§ **Given request**
List every row below that contains the word "garden", copying each one in full. Case counts.

Source data:
[start]

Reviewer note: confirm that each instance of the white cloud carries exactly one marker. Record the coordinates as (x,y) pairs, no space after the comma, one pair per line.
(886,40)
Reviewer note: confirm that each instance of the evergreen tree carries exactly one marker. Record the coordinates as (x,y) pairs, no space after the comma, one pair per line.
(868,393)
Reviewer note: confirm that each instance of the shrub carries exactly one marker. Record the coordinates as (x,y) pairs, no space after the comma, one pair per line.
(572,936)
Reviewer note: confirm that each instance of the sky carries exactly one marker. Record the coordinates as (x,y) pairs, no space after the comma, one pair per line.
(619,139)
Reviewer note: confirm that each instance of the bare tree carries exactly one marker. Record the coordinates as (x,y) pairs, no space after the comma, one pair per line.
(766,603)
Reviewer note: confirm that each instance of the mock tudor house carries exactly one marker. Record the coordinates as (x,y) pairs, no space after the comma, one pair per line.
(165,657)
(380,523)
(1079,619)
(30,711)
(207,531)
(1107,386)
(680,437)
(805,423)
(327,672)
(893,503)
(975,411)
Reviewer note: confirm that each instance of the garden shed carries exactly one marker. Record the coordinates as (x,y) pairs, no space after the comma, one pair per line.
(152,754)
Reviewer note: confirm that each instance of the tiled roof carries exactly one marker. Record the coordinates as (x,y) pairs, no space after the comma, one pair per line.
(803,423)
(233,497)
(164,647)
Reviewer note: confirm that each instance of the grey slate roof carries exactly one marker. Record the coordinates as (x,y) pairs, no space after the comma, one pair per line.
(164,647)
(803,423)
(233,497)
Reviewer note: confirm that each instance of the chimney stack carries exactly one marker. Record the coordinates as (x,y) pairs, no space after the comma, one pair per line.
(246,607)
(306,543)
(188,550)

[end]
[start]

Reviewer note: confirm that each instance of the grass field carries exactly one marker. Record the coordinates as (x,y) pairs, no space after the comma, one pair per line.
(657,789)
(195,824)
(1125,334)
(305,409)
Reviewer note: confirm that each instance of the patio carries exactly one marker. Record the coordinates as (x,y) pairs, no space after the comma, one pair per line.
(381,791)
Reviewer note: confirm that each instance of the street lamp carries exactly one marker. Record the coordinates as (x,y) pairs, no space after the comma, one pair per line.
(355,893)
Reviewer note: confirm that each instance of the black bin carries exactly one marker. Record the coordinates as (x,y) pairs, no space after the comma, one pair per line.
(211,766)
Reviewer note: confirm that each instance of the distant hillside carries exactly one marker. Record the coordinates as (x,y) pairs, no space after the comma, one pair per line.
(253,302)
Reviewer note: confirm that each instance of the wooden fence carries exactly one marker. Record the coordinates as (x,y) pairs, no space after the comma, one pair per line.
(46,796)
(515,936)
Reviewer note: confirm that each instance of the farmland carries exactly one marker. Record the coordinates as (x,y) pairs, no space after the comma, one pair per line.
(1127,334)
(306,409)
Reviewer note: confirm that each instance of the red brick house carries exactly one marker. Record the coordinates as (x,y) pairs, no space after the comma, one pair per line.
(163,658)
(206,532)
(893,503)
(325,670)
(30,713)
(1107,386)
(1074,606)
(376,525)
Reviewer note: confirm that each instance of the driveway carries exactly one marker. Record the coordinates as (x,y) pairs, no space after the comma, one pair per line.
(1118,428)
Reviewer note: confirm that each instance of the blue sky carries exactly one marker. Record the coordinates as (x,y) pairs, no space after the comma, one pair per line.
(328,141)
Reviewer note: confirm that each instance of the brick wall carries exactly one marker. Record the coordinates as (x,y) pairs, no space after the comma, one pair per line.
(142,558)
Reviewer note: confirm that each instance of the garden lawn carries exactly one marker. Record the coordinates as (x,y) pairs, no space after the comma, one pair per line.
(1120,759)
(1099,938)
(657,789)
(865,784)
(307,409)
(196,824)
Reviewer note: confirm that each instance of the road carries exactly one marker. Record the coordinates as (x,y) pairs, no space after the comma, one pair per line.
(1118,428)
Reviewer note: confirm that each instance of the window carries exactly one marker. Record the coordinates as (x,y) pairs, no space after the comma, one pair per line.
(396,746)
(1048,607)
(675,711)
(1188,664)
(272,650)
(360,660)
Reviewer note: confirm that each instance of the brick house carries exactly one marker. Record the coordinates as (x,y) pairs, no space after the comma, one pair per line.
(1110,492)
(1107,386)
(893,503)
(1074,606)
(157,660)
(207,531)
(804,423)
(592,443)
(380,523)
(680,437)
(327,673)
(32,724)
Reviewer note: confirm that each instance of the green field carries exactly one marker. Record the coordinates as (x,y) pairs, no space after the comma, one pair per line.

[end]

§ **Problem solution**
Reviewer note: confirm that each instance of the garden shed carries exactly one marker. Record the coordinates as (x,y) pairs, no space after the comma, one pair per line.
Reviewer note: confirm that each instance of the garden lawn carries exactly one marker. Record the coordinates as (x,y) pairs, no space after the comma, one pair per line.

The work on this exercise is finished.